**Task requirements:**
**a.** Summarize the Sandy Begbie profile below in two sentences.
**b.** Answer these questions using the Sandy Begbie profile below.
(i) How old was Begbie when he joined RBS?
(ii) In what city is Standard Life based?
(iii) What did Begbie progress through before joining personnel?
**c.** Decide whether each statement agrees with the Sandy Begbie profile below. Answer yes or no, and quote the words that decide it.
(i) Begbie wanted to move into HR while he was working in banking.
(ii) Standard Life is a FTSE 100 company.
(iii) Begbie left HR soon after he was moved into it.

**Study text:**

┌────────

· Features

Sandy Begbie on being brave and staying relevant

We meet an influential HR leader not afraid to speak up, and change what needs changing

Sandy Begbie was in his early 20s and working in banking at the Royal Bank of Scotland when he was moved into HR. It was, he says, “the last place I wanted to be”. Yet there he stayed. Fast forward a few decades and he is the most influential HR practitioner in the UK, according to this magazine’s HR Most Influential ranking, and heading up HR at FTSE 100 Edinburgh-based investment company Standard Life.

Although he has stayed within HR the clear theme that runs through Begbie’s career path is putting himself outside of HR, to remain relevant and bring credibility back to the function. He joined RBS one week after his 17th birthday, progressing through his banking exams before joining personnel. And it is this time in banking he holds on to. “It made me realise that I brought a different perspective to people who had grown up in HR,” he recalls. “That’s a theme I’ve held onto: how do I stay relevant by doing things outside of HR?”

└────────

**Supplied data:**
┌────────

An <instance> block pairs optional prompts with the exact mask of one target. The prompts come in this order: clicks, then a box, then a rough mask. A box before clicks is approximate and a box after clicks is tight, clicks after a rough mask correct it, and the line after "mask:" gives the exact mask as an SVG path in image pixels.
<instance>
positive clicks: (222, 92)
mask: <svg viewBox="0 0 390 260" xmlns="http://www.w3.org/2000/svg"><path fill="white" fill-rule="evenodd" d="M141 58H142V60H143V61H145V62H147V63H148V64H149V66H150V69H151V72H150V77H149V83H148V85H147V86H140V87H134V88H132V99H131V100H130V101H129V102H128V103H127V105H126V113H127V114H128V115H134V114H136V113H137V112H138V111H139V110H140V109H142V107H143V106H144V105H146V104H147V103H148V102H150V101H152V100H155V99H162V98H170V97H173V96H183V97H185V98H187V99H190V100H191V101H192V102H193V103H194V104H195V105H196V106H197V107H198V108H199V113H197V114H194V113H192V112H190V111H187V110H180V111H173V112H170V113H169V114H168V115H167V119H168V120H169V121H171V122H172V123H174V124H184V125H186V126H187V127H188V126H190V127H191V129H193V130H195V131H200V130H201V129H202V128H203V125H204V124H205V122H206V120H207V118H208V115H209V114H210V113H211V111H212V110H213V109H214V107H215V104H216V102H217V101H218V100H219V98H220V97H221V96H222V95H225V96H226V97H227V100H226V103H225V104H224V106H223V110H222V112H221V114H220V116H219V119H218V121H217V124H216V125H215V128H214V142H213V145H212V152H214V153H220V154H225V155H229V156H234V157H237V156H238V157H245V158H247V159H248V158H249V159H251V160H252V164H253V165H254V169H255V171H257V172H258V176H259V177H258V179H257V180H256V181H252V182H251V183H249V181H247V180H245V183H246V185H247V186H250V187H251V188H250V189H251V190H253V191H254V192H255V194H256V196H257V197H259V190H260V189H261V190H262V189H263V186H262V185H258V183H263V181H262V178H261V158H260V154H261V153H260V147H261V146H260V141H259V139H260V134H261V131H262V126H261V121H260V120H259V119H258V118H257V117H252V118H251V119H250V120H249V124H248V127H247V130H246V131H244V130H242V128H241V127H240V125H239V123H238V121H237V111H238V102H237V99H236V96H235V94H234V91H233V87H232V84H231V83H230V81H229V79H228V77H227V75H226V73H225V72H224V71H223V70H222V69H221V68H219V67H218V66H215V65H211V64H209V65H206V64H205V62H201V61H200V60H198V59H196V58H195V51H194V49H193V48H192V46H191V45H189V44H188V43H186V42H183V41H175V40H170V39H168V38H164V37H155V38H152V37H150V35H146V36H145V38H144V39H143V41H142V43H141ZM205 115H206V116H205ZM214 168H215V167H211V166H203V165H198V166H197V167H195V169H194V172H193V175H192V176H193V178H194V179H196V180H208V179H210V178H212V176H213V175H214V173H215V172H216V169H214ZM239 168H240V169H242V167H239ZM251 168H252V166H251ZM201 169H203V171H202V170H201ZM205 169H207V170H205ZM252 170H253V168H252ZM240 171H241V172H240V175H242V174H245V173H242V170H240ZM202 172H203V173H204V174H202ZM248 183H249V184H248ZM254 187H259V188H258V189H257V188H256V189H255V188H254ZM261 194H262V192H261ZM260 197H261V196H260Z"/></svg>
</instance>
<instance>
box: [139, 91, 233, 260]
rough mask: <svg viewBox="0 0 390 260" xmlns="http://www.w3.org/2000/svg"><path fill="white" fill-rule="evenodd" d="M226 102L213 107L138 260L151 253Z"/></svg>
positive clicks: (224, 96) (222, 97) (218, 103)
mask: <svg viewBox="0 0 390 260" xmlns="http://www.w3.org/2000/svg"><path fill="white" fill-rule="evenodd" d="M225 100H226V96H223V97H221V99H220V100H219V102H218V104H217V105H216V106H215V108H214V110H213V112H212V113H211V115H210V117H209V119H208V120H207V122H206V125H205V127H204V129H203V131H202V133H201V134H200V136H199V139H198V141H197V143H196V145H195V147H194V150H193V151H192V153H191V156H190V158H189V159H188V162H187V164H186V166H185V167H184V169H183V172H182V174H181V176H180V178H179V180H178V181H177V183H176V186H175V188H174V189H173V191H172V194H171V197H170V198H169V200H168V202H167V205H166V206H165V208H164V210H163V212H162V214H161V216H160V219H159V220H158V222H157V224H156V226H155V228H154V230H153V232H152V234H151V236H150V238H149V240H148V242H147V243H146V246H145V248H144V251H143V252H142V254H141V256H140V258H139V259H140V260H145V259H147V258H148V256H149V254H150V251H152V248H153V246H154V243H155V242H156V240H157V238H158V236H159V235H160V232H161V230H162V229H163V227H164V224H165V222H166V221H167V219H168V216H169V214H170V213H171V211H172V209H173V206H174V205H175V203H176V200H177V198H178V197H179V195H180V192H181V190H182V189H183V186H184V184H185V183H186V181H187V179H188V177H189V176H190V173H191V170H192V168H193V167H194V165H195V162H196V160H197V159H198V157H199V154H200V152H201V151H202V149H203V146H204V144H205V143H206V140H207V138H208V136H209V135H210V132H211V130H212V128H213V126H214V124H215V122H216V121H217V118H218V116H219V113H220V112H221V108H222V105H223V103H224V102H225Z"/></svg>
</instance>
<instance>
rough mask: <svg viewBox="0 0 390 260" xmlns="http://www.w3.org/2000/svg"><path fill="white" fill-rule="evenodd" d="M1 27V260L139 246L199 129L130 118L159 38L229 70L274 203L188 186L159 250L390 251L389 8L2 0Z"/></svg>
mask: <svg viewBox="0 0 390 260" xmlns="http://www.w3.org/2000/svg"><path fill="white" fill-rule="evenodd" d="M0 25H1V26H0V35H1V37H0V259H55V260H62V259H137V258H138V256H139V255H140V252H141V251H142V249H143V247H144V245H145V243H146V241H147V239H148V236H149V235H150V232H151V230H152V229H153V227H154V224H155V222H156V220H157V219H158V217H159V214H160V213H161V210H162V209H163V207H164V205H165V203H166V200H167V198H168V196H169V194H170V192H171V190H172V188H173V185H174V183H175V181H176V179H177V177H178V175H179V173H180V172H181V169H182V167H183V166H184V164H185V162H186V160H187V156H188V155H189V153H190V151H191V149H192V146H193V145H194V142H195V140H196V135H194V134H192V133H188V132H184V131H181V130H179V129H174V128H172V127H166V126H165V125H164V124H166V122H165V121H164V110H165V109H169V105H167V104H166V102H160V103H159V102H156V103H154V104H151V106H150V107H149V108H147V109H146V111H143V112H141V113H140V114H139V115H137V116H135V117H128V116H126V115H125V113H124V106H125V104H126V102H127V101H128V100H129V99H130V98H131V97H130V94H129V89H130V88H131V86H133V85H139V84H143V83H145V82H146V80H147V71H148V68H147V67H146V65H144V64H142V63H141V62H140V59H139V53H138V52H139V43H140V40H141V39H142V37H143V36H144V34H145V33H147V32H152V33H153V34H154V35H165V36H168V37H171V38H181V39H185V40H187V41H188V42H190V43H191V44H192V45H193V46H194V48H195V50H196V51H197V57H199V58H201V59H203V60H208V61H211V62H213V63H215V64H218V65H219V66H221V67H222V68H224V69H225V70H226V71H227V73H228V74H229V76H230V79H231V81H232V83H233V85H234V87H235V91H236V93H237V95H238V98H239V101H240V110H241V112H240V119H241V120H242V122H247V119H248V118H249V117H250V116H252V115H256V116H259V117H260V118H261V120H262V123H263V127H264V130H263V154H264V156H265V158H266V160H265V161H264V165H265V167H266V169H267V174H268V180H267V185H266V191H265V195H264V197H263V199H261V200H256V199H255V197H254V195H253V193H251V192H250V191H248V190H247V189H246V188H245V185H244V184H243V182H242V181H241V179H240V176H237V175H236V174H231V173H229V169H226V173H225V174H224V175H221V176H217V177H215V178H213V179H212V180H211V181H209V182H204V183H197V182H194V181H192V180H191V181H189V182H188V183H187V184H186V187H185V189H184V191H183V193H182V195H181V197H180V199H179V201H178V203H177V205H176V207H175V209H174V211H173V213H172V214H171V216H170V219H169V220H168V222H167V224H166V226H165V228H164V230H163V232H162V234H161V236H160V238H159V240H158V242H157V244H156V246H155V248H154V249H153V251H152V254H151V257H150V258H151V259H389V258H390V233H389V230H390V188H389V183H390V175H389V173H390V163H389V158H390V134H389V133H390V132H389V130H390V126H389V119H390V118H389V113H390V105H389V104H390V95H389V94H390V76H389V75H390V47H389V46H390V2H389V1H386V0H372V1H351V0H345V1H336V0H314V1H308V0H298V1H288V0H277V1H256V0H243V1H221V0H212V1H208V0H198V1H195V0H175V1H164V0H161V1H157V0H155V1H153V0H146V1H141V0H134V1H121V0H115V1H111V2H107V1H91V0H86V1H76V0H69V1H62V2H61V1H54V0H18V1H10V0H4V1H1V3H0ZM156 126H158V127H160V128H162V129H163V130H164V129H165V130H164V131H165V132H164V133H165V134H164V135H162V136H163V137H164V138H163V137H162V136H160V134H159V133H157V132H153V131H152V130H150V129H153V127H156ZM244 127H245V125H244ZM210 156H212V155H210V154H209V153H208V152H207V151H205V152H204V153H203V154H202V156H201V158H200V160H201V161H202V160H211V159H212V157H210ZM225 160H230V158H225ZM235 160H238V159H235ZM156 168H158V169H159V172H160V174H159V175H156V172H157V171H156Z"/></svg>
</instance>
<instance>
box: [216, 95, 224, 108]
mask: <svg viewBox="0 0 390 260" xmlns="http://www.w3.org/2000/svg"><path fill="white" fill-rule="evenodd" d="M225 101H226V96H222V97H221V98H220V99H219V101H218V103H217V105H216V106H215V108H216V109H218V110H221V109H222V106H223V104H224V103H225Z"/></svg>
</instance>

└────────

**Results of the exercise:**
**a.** Sandy Begbie was moved into HR at the Royal Bank of Scotland in his early 20s, though it was "the last place" he wanted to be. He now heads HR at Standard Life and ranks as the most influential HR practitioner in the UK, and across his career he has put himself outside HR to stay relevant, a habit rooted in his banking years, which showed him he brought a different perspective from people who had grown up in HR.

**b.**
(i) He joined one week after his 17th birthday.
(ii) Edinburgh.
(iii) His banking exams.

**c.**
(i) No: "the last place I wanted to be"
(ii) Yes: "FTSE 100 Edinburgh-based investment company Standard Life"
(iii) No: "Yet there he stayed."